▶ _What you need to do_:
Please rewrite the part that opens with the line containing "Target: green leaf" and closes with the line containing "POLYGON ((111 256, 121", putting "outline" in place of "mask" and keeping everything else unchanged.

(Stored items)

◆ ◆ ◆ ◆

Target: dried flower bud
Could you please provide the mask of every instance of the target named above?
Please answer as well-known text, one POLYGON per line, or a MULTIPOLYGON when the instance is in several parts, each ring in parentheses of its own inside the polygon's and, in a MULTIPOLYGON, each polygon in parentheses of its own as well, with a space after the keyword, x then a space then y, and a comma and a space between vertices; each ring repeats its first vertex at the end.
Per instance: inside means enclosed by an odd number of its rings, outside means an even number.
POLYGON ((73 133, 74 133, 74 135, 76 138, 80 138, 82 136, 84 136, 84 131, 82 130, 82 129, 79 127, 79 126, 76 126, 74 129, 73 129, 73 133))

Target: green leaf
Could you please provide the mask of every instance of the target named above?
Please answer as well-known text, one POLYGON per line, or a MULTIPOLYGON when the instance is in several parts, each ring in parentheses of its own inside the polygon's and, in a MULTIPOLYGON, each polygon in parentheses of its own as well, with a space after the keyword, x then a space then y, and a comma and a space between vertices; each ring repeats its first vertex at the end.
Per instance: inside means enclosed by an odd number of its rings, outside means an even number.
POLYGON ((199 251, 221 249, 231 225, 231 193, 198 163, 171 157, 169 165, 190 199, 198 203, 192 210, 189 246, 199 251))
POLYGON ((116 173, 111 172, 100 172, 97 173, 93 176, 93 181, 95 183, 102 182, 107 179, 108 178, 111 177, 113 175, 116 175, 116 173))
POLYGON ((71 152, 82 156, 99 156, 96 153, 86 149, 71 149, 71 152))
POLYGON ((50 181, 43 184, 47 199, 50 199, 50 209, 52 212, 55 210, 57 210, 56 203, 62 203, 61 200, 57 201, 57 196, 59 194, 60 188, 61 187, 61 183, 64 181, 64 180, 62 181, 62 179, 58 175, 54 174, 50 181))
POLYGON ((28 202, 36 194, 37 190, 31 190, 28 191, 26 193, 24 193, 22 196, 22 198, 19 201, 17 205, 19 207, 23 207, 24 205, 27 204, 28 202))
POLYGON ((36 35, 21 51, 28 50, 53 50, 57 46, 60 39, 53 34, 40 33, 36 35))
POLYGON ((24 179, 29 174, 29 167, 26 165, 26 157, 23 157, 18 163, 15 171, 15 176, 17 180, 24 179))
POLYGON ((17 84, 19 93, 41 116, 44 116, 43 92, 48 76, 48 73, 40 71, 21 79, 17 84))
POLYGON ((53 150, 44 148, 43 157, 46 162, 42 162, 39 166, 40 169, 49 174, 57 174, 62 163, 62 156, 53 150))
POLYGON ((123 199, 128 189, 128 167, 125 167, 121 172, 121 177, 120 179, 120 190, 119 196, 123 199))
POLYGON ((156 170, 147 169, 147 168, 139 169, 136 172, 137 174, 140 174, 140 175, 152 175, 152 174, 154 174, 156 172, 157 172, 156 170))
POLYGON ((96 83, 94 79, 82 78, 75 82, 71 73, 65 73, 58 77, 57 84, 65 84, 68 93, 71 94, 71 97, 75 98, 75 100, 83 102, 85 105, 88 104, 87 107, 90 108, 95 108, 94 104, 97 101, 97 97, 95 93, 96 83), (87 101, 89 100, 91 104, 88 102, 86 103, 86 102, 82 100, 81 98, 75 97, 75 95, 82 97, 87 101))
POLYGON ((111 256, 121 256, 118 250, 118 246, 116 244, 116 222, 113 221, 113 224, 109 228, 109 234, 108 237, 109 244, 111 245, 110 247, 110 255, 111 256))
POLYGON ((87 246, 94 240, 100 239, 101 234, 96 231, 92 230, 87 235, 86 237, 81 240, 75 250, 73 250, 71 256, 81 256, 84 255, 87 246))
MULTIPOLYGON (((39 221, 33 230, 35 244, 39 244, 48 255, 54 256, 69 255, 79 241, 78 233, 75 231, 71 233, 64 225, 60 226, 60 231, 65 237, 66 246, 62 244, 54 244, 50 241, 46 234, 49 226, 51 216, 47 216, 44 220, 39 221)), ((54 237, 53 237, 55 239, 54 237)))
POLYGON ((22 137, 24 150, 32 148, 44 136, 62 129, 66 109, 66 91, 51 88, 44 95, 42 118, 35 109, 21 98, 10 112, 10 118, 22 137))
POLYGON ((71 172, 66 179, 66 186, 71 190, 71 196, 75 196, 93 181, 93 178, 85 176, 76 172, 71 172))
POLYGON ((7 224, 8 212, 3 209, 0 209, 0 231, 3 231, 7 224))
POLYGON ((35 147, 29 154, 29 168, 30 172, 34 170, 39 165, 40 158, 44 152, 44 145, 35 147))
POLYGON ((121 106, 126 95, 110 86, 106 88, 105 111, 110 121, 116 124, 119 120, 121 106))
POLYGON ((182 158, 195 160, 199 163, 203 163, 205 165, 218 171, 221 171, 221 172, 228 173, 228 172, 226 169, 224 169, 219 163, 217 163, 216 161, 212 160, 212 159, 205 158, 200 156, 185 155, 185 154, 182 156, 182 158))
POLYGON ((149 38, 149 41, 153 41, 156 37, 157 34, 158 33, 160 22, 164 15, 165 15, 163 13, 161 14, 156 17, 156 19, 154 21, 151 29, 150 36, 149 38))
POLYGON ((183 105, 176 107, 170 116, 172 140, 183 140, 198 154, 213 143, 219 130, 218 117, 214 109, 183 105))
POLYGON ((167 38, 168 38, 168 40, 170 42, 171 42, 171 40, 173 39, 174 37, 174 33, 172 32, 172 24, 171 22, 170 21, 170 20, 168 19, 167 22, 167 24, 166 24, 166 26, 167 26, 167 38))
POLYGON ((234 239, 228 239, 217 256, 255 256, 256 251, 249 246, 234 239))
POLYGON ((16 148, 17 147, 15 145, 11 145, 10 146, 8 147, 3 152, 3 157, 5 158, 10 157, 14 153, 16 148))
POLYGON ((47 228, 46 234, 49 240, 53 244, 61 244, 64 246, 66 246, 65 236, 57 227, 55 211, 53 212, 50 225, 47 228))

◆ ◆ ◆ ◆

▶ _Answer in full_:
Target: green leaf
Could you please provide the outline of every instance of the target named above?
Please answer as well-known text, one POLYGON per line, or a MULTIPOLYGON when the instance is in several parts, each ring in parentheses of its own inside the polygon's and, in a MULTIPOLYGON, each polygon in parentheses of its own as well, with a space after the keyword, x then a space then y, and a comma and a space between vertices; each ring repeats its first vertex at the end.
Per instance: inside means enclosed by an odd number of its rings, outside means an even number.
POLYGON ((199 251, 221 249, 231 225, 231 193, 198 163, 171 157, 169 165, 190 199, 198 203, 192 210, 189 246, 199 251))
POLYGON ((116 173, 111 172, 100 172, 97 173, 93 176, 93 181, 95 183, 102 182, 107 179, 108 178, 111 177, 113 175, 116 175, 116 173))
POLYGON ((71 152, 82 156, 99 156, 96 153, 86 149, 71 149, 71 152))
POLYGON ((50 181, 43 184, 47 199, 50 199, 50 209, 52 212, 55 210, 57 210, 56 203, 62 203, 61 200, 57 201, 57 196, 59 194, 60 188, 61 187, 61 183, 64 181, 64 180, 62 181, 62 179, 58 175, 54 174, 50 181))
POLYGON ((28 202, 36 194, 37 190, 31 190, 28 191, 26 193, 24 193, 22 196, 22 198, 19 201, 17 205, 19 207, 23 207, 24 205, 27 204, 28 202))
POLYGON ((36 35, 21 51, 28 50, 53 50, 57 46, 60 39, 53 34, 40 33, 36 35))
POLYGON ((24 179, 29 174, 29 167, 26 165, 26 157, 23 157, 18 163, 15 171, 15 176, 17 180, 24 179))
POLYGON ((17 84, 19 93, 41 116, 44 116, 43 92, 48 76, 48 73, 40 71, 21 79, 17 84))
POLYGON ((53 150, 44 148, 43 157, 46 162, 42 162, 39 166, 40 169, 49 174, 57 174, 62 163, 62 156, 53 150))
POLYGON ((123 199, 128 189, 128 167, 125 167, 121 172, 121 177, 120 179, 120 190, 119 196, 123 199))
POLYGON ((156 170, 147 169, 147 168, 139 169, 136 172, 137 174, 140 174, 140 175, 152 175, 152 174, 154 174, 156 172, 157 172, 156 170))
POLYGON ((96 83, 94 79, 82 78, 75 82, 71 73, 65 73, 58 77, 57 84, 65 84, 68 93, 71 94, 71 97, 75 98, 75 100, 83 102, 85 105, 88 104, 87 107, 90 108, 95 108, 94 104, 97 101, 97 97, 95 93, 96 83), (87 101, 89 100, 91 104, 88 102, 86 103, 86 102, 82 100, 81 98, 75 97, 75 95, 82 97, 87 101))
POLYGON ((111 256, 121 256, 118 250, 118 246, 116 244, 116 222, 113 221, 113 224, 109 228, 109 234, 108 237, 109 244, 111 245, 110 247, 110 255, 111 256))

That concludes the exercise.